DOCUMENT PASSAGE
Re: Per-column collation, the finale

From: Noah Misch <noah(at)leadboat(dot)com>
To: Peter Eisentraut <peter_e(at)gmx(dot)net>
Cc: pgsql-hackers(at)postgresql(dot)org
Subject: Re: Per-column collation, the finale
Date: 2011-02-03 05:10:53
Message-ID: 20110203051053.GA713@tornado.gateway.2wire.net
Views: Raw Message | Whole Thread | Download mbox | Resend email
Thread:
Lists: pgsql-hackers

On Wed, Feb 02, 2011 at 11:20:44PM +0200, Peter Eisentraut wrote:
> On l??r, 2011-01-29 at 02:52 -0500, Noah Misch wrote:
> > The new documentation is helpful. It would be useful to document the
> > implications of marking your user-defined type COLLATABLE. As best I can tell,
> > you should only set COLLATABLE if functions that would be expected to respect
> > collation, particularly members of a B-tree operator family, do check the fmgr
> > collation. Otherwise, the user might specify collations for data of your type
> > and be surprised to get no differentiated behavior. Are there other
> > considerations? Also, should implementers of COLLATABLE types observe any
> > restrictions on when to respect the collation? For example, is equality
> > permitted to be sensitive to collation?
>
> I improved the documentation in the CREATE TYPE man page about this.
> Note, however, that the questions you raise are not new. There already
> is a set of types that observe locale information in a set of associated
> functions. The answers are already hidden somewhere; this feature just
> exposes them in a different way. Over time, we may want to document
> more of this, but at the moment it's not clear how much to actually
> expose.

That's a helpful way to think about it.

> > On that note, the following is accepted; should it be?
> >
> > CREATE TABLE parent (key text COLLATE "sv_SE");
> > CREATE UNIQUE INDEX ON parent(key COLLATE "id_ID");
> > CREATE TABLE child (key text COLLATE "tr_TR" REFERENCES parent(key));
> >
> > Does the system expect any invariants to hold on the platform implementation of
> > collations? For example, that they be consistent with equality in some way? If
> > so, would it be practical and/or helpful to provide a tool for testing a given
> > platform locale for conformance?

MATERIAL SUPPLIED
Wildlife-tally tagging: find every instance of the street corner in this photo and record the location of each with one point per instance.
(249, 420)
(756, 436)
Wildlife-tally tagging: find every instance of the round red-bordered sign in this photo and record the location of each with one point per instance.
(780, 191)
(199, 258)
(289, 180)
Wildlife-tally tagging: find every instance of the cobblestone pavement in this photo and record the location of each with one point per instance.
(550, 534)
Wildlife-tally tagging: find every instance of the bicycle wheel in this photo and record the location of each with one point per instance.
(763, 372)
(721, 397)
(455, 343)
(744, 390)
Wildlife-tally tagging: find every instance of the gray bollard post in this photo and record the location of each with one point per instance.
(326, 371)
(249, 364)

THINGS TO DO
1. Reproduce the part of the per-column collation message starting at "On Wed, Feb" and ending at "page about this.".
2. Answer these questions using the per-column collation message:
(a) Which man page does Peter Eisentraut say he improved the documentation in?
(b) What collation is given to the key column of the table named child?
(c) To which mailing list was the message sent?

SOLUTION LIST
1.
On Wed, Feb 02, 2011 at 11:20:44PM +0200, Peter Eisentraut wrote:
> On l??r, 2011-01-29 at 02:52 -0500, Noah Misch wrote:
> > The new documentation is helpful. It would be useful to document the
> > implications of marking your user-defined type COLLATABLE. As best I can tell,
> > you should only set COLLATABLE if functions that would be expected to respect
> > collation, particularly members of a B-tree operator family, do check the fmgr
> > collation. Otherwise, the user might specify collations for data of your type
> > and be surprised to get no differentiated behavior. Are there other
> > considerations? Also, should implementers of COLLATABLE types observe any
> > restrictions on when to respect the collation? For example, is equality
> > permitted to be sensitive to collation?
>
> I improved the documentation in the CREATE TYPE man page about this.

2.
(a) The CREATE TYPE man page.
(b) "tr_TR"
(c) pgsql-hackers